--- The problem ---
Extract every line from the items below that contains the string "headlight".
## begin Input data
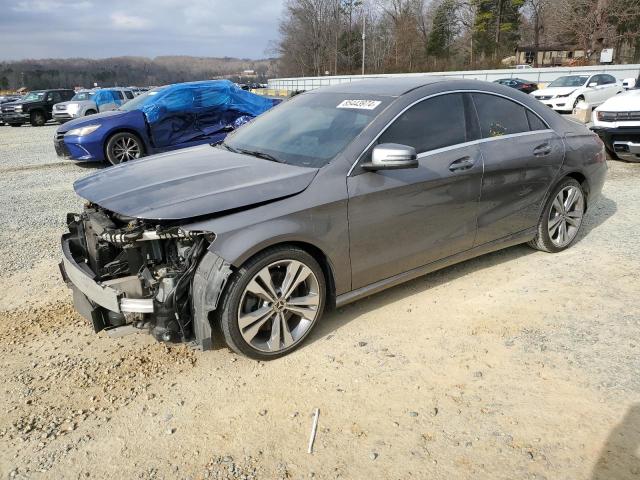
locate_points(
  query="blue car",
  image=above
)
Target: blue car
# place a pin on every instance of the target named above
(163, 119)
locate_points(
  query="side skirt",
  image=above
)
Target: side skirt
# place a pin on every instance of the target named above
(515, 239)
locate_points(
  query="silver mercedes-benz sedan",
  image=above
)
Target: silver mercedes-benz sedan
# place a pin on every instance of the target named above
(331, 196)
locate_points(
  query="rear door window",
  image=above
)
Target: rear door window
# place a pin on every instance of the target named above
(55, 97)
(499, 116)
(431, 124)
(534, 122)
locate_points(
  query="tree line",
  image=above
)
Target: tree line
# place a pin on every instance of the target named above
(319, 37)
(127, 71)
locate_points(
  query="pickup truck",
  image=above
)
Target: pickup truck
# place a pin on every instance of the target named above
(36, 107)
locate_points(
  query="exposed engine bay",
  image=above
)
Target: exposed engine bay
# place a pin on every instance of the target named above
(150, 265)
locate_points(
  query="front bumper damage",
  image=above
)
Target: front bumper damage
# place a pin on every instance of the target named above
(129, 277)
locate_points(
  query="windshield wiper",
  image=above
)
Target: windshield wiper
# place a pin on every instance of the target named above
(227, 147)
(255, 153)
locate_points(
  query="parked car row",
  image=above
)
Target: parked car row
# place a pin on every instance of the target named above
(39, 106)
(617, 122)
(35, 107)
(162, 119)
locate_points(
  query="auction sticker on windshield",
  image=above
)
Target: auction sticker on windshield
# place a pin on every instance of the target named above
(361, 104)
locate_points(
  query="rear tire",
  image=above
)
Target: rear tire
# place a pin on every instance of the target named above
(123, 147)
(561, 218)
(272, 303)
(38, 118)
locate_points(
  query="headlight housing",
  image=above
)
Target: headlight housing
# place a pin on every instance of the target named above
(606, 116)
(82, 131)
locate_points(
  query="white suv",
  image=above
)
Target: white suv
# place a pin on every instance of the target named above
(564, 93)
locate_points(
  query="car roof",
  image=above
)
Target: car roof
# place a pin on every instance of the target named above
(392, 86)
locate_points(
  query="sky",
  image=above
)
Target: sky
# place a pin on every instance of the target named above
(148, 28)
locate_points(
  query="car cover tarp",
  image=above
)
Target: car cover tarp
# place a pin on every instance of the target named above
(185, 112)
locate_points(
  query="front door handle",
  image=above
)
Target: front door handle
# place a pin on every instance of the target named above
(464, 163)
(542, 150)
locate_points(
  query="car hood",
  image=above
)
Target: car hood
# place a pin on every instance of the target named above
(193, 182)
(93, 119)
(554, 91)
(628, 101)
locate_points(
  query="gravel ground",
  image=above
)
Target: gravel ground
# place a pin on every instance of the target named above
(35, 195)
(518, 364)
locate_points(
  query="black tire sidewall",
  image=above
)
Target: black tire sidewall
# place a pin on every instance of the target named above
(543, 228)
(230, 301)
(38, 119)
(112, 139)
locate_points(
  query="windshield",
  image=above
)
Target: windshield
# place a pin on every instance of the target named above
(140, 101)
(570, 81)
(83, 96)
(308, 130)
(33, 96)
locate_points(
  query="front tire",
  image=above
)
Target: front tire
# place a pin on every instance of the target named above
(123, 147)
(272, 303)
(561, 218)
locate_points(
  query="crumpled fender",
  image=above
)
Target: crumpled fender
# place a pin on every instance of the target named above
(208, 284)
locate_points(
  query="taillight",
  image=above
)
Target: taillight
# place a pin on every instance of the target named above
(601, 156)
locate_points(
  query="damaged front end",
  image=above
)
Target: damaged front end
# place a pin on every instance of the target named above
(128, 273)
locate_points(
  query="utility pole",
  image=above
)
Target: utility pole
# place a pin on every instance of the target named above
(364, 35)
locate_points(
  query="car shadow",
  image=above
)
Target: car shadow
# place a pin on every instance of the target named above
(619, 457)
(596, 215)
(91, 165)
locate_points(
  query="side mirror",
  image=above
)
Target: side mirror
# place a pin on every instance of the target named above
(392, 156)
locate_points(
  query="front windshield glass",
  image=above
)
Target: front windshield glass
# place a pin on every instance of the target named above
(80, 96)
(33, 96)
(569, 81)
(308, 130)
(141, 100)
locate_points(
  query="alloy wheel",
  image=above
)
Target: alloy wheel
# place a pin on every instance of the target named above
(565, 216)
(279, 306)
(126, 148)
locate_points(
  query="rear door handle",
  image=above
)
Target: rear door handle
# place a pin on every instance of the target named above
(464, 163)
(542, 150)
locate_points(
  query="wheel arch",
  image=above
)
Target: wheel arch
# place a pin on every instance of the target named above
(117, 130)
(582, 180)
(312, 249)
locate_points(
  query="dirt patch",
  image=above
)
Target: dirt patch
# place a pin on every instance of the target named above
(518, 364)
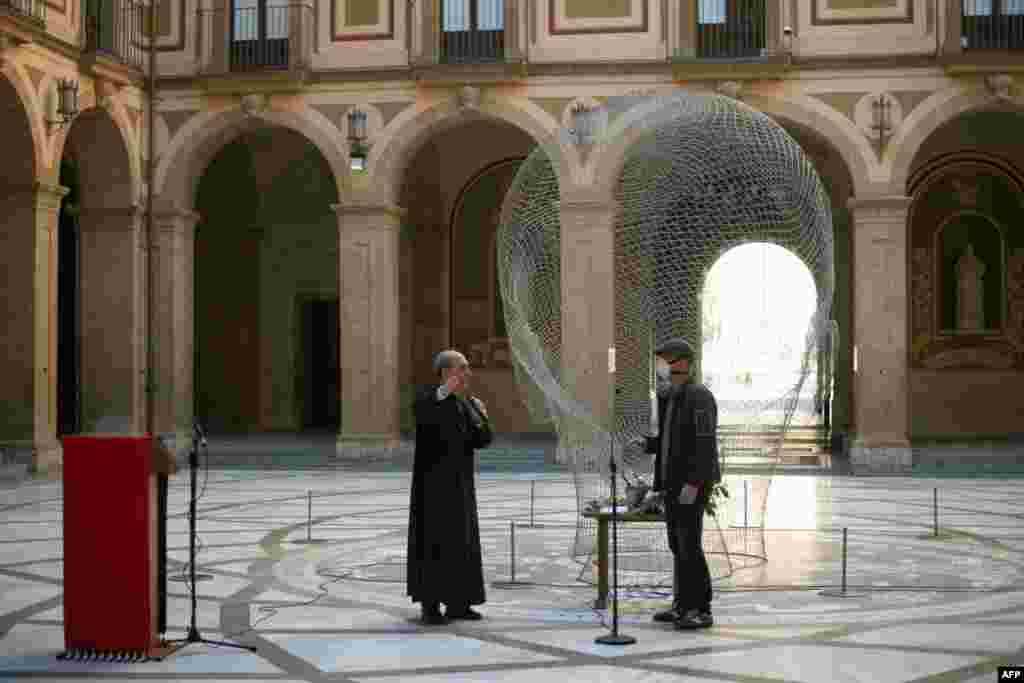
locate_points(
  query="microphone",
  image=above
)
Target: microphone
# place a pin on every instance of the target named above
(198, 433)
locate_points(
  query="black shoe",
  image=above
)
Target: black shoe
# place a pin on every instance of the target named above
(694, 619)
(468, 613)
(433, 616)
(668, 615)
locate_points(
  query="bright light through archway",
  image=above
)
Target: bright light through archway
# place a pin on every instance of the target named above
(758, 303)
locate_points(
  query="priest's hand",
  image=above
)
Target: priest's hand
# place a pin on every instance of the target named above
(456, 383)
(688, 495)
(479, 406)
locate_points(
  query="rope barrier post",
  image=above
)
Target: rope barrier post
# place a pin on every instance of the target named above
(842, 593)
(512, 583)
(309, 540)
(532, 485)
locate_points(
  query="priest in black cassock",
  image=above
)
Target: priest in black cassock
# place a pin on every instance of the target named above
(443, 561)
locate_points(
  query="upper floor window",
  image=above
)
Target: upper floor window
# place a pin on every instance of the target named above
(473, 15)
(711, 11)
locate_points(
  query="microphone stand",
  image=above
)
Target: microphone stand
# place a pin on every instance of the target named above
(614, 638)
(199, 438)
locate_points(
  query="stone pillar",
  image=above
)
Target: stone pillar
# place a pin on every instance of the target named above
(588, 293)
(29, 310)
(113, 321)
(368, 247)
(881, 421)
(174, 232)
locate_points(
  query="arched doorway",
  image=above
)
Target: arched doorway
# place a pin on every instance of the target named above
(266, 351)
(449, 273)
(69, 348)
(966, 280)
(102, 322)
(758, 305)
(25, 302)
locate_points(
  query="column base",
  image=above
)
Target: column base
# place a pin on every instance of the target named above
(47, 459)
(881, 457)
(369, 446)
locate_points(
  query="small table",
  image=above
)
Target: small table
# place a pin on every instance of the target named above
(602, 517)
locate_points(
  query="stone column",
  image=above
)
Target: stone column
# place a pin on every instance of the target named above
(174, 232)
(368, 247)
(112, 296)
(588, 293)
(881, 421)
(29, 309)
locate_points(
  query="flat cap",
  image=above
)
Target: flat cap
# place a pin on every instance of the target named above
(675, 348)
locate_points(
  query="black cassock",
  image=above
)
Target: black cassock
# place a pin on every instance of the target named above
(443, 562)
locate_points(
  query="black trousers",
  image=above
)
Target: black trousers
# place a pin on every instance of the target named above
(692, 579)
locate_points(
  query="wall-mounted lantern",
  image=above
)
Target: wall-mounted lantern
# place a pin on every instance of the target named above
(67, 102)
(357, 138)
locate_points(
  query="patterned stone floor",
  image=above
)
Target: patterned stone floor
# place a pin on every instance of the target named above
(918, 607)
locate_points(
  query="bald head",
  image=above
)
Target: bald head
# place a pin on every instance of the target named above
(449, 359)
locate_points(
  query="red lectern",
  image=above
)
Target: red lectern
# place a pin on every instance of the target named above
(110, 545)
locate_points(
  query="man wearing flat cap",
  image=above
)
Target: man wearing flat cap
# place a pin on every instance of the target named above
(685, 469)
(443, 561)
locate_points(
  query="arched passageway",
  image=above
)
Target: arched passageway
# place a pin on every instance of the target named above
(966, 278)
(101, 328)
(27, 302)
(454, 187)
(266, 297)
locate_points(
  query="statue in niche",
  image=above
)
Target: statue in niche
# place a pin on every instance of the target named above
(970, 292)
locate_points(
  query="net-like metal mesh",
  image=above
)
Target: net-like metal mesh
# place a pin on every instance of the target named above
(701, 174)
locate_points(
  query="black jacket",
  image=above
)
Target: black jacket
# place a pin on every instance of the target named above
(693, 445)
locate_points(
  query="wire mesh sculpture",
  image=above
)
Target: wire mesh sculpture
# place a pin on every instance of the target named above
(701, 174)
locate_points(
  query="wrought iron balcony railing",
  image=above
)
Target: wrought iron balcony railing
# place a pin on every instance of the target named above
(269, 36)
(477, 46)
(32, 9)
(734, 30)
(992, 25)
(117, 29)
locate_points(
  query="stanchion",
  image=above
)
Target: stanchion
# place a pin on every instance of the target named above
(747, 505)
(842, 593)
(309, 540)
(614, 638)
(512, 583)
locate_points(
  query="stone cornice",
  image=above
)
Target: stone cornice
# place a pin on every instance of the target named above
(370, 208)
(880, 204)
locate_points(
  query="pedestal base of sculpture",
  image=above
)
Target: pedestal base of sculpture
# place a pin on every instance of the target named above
## end Input data
--- Full response ---
  query="headlight housing",
Target: headlight housing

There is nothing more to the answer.